*** PAGE TEXT Section Begins ***

ASHA’s Tax Counsel Participates in Milken Institute Event on Long Term Care Financing and Delivery
The Milken Institute’s Center for the Future of Aging on Oct. 14 hosted an “Innovations Lab” about Long-Term Care Financing and Delivery.
These events are intended to bring together a diverse group of stakeholders to devise new business models and policy recommendations. The event involved about 40 diverse stakeholders, including Juniper Communities CEO Lynne Katzmann; NIC’s Bob Kramer; and ASHA tax counsel Randy Hardock.
Based stakeholder interviews conducted over more than the past year, the Institute produced an analysis of potential ways to remove current barriers to affordable LTC financing and service delivery. The purpose of the lab was to identify and prioritize the potential paths forward.
Not surprisingly, there was general agreement that dealing with the problems of LTC financing and delivery would require actions on a number of fronts. However, the goal of this lab was to identify two or three potential approaches that would be the subject of more intense study and working sessions with the goal of producing a report that details the possible solutions and implementation plans.
Although this was a diverse group, the discussion prioritized two general areas for further study:
- Access to Better Integrated Health and Home Care: There was general agreement that the U.S. health system does not reward integrated, coordinated service and care delivery between traditional health care and LTC. Better integration of health care and home care (and the transitions between the two) would improve outcomes and cut costs. In particular, the discussion focused on the need for further exploration and expansion of the ability of Medicare Advantage plans to provide non-medical services to the chronically ill. Similarly, there was strong interest in financing prevention, not just intervention in and moving generally toward a capitated financing model and away from uncoordinated fee-for-service financing. There was also general agreement on benefits of ramping up funding for certain successful pilot programs that integrate various types of care and services (e.g., PACE and CAPABLE), including through the use of tax-exempt bonds. There was also discussion of the need to ensure that “home care” needed to be broadly defined to refer to all types of non-institutional care, as appropriate for the needs of the individual and that integrated care would also lead to better incentives to implement new, more efficient, technologies.

*** PAGE TEXT Section Ends ***

#### WHAT THIS EXERCISE ASKS:
1) Rewrite the paragraph of the Milken Institute article that begins "These events are intended" as a short bulleted list that keeps its main facts.
2) According to the Milken Institute article, on what date did the Center for the Future of Aging host its Innovations Lab on long-term care financing and delivery?
3) Write the next part of the Milken Institute article, picking up after its last sentence.
These records have nothing to do with the Milken Institute article.

*** RECORDS SHOWN Section Begins ***

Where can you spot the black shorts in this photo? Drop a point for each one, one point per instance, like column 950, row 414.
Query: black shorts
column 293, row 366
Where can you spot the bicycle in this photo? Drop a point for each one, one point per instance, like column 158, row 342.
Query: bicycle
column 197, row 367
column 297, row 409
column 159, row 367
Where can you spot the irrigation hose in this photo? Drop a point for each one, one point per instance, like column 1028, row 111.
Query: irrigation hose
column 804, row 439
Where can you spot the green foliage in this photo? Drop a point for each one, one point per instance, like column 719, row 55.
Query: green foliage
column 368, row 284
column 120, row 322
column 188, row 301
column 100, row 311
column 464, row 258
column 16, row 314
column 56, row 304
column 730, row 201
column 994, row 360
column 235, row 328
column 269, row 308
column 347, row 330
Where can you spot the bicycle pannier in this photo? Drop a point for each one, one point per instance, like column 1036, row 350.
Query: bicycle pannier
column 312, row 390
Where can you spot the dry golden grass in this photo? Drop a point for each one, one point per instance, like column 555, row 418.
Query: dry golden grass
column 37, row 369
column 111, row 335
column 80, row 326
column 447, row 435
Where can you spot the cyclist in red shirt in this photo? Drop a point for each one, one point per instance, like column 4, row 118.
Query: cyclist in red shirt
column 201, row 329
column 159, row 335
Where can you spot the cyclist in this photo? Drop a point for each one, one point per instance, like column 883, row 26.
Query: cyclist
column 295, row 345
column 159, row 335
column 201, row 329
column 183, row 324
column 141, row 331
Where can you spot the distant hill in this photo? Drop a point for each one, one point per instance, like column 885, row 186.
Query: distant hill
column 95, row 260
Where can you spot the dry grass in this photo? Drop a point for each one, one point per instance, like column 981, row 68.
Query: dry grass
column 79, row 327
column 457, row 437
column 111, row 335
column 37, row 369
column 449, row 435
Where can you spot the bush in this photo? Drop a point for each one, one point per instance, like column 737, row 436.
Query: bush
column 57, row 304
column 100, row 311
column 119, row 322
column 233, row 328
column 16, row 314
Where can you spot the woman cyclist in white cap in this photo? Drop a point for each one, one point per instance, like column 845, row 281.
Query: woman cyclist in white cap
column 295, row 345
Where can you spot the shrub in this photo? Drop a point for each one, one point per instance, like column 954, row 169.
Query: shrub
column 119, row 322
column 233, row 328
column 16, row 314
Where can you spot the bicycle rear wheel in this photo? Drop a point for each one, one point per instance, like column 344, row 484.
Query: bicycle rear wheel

*** RECORDS SHOWN Section Ends ***

#### EXERCISE RESPONSES:
1)
- Purpose of these events: bring together diverse stakeholders to devise new business models and policy recommendations.
- Attendance: about 40 diverse stakeholders.
- Participants included Juniper Communities CEO Lynne Katzmann, NIC's Bob Kramer and ASHA tax counsel Randy Hardock.

2) Oct. 14

3)
- Coordination of Public and Private Financing of LTC Costs: Although the advantages of an integrated care model were seen to provide immediate benefits, there was also strong sentiment that we not lose sight of the fact that current financial resources are not adequate to meet the need (and that this problem is only getting worse). There appeared to be a general consensus on the need for a larger public role, especially in connection with the lower income population (e.g., Medicare and Medicaid expansion), but also that avenues should be explored for better preparing the middle market from future LTC costs (e.g., through better tax rules and more attractive private insurance products). Moreover, there was considerable discussion of the need to coordinate these public and private roles so that individuals would know how to plan.